[Excerpts from a pointing dataset]
## Begin

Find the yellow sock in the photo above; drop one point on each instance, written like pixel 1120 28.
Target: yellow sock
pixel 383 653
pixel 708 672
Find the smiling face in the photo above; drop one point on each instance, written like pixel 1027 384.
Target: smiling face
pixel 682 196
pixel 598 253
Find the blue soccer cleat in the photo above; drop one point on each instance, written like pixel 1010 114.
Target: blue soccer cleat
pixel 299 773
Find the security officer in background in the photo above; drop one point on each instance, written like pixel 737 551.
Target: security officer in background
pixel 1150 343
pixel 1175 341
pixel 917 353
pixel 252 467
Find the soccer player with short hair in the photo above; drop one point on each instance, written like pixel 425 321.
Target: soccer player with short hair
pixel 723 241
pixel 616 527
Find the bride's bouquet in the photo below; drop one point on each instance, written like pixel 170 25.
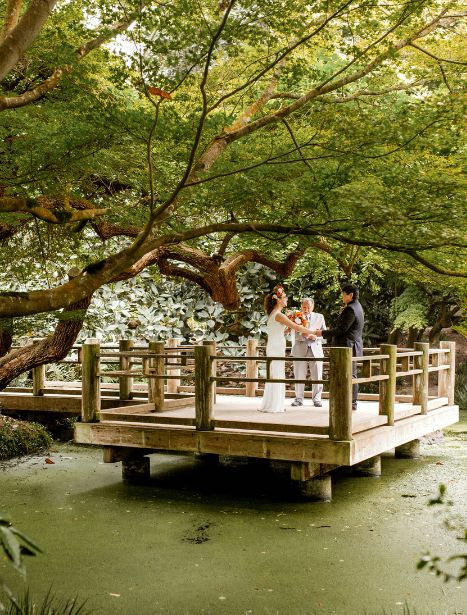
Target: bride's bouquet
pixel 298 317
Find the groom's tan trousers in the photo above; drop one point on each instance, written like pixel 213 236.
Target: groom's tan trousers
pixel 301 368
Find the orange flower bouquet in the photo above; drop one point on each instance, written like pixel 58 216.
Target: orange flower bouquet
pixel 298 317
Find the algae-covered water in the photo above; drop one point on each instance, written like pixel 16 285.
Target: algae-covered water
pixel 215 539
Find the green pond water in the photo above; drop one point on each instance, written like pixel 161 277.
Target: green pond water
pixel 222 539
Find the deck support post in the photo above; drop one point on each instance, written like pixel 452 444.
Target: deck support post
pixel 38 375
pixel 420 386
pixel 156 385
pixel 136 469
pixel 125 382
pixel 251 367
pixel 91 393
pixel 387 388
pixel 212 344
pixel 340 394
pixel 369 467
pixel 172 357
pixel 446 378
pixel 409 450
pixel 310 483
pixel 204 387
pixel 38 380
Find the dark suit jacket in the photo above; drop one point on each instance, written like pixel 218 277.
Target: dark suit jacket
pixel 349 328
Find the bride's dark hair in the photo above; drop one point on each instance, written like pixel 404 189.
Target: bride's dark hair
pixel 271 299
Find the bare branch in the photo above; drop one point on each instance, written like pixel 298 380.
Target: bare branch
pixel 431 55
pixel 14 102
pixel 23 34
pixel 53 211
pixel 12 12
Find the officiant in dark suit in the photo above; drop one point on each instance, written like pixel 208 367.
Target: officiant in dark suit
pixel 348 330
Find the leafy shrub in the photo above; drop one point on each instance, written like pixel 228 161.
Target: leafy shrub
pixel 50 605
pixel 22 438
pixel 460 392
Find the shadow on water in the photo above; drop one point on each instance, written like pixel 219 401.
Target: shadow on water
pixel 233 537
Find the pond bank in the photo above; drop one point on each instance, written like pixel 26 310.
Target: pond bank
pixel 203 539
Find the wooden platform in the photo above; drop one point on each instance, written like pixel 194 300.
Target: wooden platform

## End

◆ EXERCISE INSTRUCTIONS ◆
Arrange every line of the listing above as a JSON list of strings, one string per line, with blank lines omitted. Leave the pictures out of the answer.

◆ RESPONSE TO THE EXERCISE ◆
[
  "Find the yellow sock in the photo above; drop one point on each instance, written like pixel 1120 28.",
  "Target: yellow sock",
  "pixel 383 653",
  "pixel 708 672",
  "Find the smiling face in the photo above; drop one point on each instance, written like pixel 1027 384.",
  "Target: smiling face",
  "pixel 682 196",
  "pixel 598 253",
  "Find the blue soccer cleat in the photo above; drop one point on each instance, written like pixel 1010 114.",
  "Target: blue soccer cleat",
  "pixel 299 773",
  "Find the security officer in background in the photo above; drop one point on each instance, written like pixel 737 551.",
  "Target: security officer in background",
  "pixel 1150 343",
  "pixel 1175 341",
  "pixel 917 353",
  "pixel 252 467",
  "Find the soccer player with short hair in the photo above; drop one point on each instance, written like pixel 425 321.",
  "Target: soccer player with short hair",
  "pixel 723 241",
  "pixel 616 527",
  "Find the bride's bouquet in the photo below; drop one point on each instance, written like pixel 170 25.",
  "Target: bride's bouquet",
  "pixel 298 317",
  "Find the groom's tan trousers in the photo above; drop one point on each instance, written like pixel 213 236.",
  "Target: groom's tan trousers",
  "pixel 301 368",
  "Find the orange flower bouquet in the photo above; drop one point on each instance, written like pixel 58 216.",
  "Target: orange flower bouquet",
  "pixel 298 317",
  "Find the algae-covered water in the photo above; drop one point on each instance, written like pixel 16 285.",
  "Target: algae-covered water",
  "pixel 215 539",
  "Find the green pond water in the photo above; drop one point on each instance, written like pixel 161 277.",
  "Target: green pond water",
  "pixel 222 539",
  "Find the deck support post in the photo above; drop one point on each instance, written like pixel 452 444.",
  "Target: deck support post",
  "pixel 38 375",
  "pixel 420 386",
  "pixel 156 385",
  "pixel 136 469",
  "pixel 125 382",
  "pixel 251 367",
  "pixel 91 393",
  "pixel 387 388",
  "pixel 212 344",
  "pixel 340 394",
  "pixel 369 467",
  "pixel 172 357",
  "pixel 446 378",
  "pixel 409 450",
  "pixel 310 483",
  "pixel 204 387",
  "pixel 38 380",
  "Find the dark suit jacket in the photo above; drop one point on each instance, written like pixel 218 277.",
  "Target: dark suit jacket",
  "pixel 349 328",
  "Find the bride's dark hair in the photo above; drop one point on each instance, written like pixel 404 189.",
  "Target: bride's dark hair",
  "pixel 271 299",
  "Find the bare branch in the photo above; drop one point on each instance, written like pixel 298 380.",
  "Target: bare branch",
  "pixel 431 55",
  "pixel 14 102",
  "pixel 23 34",
  "pixel 53 211",
  "pixel 12 12",
  "Find the officiant in dark suit in the photo above; drop one point on each instance, written like pixel 208 367.",
  "Target: officiant in dark suit",
  "pixel 348 330",
  "Find the leafy shrub in the photo above; drop one point on each instance, written like pixel 228 161.",
  "Target: leafy shrub",
  "pixel 50 605",
  "pixel 22 438",
  "pixel 460 392",
  "Find the shadow on water in the photo above; drop one point on each instance, written like pixel 219 401.",
  "Target: shadow on water",
  "pixel 233 537",
  "Find the pond bank in the photo above; drop one point on each instance, written like pixel 26 310.",
  "Target: pond bank",
  "pixel 203 539",
  "Find the wooden platform in the photo above; drop one point on each instance, written like pixel 194 300.",
  "Target: wooden platform"
]